## THE RECORDS

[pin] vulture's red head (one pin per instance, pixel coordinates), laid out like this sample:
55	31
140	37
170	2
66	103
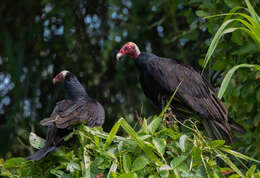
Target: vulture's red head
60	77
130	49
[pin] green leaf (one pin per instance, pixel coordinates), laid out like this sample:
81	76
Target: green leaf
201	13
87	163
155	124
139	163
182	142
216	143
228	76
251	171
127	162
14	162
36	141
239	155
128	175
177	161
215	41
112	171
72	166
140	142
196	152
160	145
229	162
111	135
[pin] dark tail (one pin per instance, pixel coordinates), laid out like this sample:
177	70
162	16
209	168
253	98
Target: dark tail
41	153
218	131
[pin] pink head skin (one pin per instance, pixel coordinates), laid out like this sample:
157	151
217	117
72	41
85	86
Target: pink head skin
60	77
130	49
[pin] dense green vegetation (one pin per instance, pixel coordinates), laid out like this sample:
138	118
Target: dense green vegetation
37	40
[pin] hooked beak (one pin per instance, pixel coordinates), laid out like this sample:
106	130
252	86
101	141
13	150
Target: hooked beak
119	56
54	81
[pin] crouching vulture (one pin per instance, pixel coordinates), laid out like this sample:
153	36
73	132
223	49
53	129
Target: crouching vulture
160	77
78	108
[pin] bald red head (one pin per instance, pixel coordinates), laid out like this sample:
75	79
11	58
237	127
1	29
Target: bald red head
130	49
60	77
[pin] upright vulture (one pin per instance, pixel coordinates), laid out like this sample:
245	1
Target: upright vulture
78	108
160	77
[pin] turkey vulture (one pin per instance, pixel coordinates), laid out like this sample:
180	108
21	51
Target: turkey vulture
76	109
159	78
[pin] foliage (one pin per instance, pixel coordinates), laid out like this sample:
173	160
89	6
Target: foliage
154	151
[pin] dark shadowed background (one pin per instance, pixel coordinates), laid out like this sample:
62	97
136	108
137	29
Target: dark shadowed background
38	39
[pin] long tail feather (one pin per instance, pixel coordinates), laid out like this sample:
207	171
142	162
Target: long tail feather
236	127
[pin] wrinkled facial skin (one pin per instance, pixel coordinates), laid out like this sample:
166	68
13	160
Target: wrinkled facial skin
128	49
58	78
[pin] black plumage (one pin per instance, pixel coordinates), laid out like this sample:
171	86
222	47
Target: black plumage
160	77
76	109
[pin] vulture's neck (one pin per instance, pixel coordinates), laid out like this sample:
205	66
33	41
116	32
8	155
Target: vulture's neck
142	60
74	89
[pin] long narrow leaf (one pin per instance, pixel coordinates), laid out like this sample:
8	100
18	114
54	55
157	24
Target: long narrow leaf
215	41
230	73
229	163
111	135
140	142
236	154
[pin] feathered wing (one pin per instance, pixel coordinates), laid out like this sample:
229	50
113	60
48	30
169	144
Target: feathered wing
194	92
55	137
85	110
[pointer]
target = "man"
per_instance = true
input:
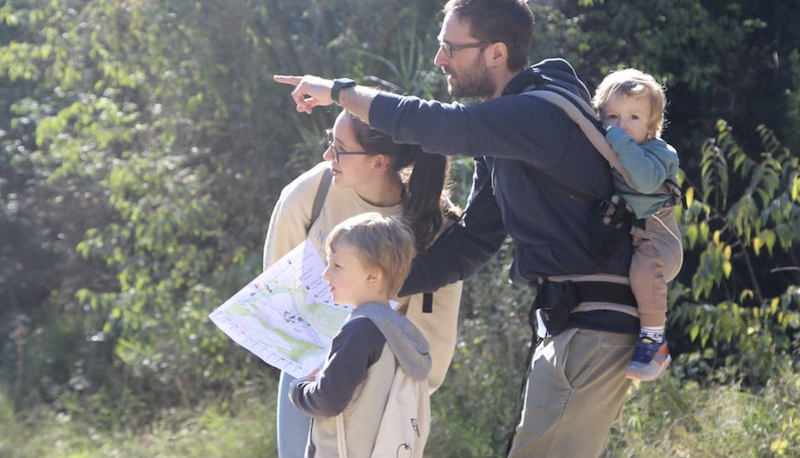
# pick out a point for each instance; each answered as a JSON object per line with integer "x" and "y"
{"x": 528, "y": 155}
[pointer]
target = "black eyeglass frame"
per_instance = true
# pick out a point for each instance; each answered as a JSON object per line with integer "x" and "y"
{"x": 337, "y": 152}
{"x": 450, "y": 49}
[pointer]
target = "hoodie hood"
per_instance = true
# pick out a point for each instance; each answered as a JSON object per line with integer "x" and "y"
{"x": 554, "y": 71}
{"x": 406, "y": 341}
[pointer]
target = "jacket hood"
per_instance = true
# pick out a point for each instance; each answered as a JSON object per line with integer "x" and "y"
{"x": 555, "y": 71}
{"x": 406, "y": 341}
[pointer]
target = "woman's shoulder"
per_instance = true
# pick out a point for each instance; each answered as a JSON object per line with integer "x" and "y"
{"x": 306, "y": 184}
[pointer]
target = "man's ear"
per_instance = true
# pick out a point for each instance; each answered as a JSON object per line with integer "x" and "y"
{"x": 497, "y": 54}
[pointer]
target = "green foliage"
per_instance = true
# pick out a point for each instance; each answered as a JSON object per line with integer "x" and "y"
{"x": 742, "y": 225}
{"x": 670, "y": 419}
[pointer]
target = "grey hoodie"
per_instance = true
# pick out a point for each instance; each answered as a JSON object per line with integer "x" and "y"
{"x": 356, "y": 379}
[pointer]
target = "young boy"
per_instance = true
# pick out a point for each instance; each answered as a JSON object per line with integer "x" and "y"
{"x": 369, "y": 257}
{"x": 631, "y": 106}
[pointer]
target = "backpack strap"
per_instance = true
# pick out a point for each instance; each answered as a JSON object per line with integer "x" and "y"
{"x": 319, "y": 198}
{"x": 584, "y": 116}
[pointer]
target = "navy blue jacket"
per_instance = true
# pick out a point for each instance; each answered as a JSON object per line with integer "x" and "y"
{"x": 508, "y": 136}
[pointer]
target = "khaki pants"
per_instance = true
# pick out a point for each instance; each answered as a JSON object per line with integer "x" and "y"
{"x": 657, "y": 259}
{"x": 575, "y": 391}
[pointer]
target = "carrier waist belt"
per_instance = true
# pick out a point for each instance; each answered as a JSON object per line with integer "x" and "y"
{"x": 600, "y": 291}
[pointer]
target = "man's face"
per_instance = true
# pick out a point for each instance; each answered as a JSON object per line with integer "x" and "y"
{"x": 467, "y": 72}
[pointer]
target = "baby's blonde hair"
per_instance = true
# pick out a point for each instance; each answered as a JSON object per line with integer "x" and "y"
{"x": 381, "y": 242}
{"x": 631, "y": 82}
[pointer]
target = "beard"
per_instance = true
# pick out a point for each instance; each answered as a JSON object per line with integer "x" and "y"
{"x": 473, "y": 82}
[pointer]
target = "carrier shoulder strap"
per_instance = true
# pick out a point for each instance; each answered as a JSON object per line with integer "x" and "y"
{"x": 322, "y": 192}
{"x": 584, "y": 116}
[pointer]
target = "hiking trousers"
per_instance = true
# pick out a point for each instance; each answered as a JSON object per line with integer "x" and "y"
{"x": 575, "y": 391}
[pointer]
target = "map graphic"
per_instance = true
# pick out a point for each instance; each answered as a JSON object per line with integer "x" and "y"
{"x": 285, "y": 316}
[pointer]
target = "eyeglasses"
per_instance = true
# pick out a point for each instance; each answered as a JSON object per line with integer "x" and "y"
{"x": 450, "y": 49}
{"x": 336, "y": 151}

## WRITTEN INSTRUCTION
Pull out every line of the records that contains the word "vegetation", and copy each one unchanged.

## PROBLEM SOLUTION
[pin] dense green vegetation (one pin per instance, pixel coordinates), laid out like this sample:
Target: dense green vegetation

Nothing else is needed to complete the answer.